### Exercise requirements
Report all lines in the records that hold the string "bark".

[Stored entries]
Segment Open

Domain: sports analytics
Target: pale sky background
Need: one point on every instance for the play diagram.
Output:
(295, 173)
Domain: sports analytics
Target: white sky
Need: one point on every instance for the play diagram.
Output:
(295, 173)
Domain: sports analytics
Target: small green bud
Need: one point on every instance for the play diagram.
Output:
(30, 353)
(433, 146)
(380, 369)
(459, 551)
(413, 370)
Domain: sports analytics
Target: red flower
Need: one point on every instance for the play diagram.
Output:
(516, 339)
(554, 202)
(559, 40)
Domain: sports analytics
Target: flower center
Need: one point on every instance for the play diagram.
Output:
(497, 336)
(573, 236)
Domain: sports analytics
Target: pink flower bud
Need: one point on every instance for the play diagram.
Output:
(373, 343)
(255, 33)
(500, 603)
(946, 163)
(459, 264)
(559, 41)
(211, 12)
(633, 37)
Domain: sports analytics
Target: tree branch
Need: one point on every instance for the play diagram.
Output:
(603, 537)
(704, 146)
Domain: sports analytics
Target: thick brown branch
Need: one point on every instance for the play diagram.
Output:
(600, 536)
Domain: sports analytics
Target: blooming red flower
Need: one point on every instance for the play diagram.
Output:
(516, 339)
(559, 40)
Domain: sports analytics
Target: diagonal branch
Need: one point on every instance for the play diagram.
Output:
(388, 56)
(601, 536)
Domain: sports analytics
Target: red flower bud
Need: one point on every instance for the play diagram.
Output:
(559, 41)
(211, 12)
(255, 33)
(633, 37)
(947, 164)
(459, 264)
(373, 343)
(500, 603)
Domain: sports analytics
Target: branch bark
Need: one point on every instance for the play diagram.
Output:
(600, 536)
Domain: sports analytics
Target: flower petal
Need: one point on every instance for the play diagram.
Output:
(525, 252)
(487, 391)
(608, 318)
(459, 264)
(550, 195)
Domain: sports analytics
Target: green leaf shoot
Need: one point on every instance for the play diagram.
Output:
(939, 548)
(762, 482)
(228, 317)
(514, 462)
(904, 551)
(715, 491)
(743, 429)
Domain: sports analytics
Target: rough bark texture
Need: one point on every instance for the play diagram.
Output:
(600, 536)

Segment Closed

### Solution
Target: branch bark
Target: rough bark texture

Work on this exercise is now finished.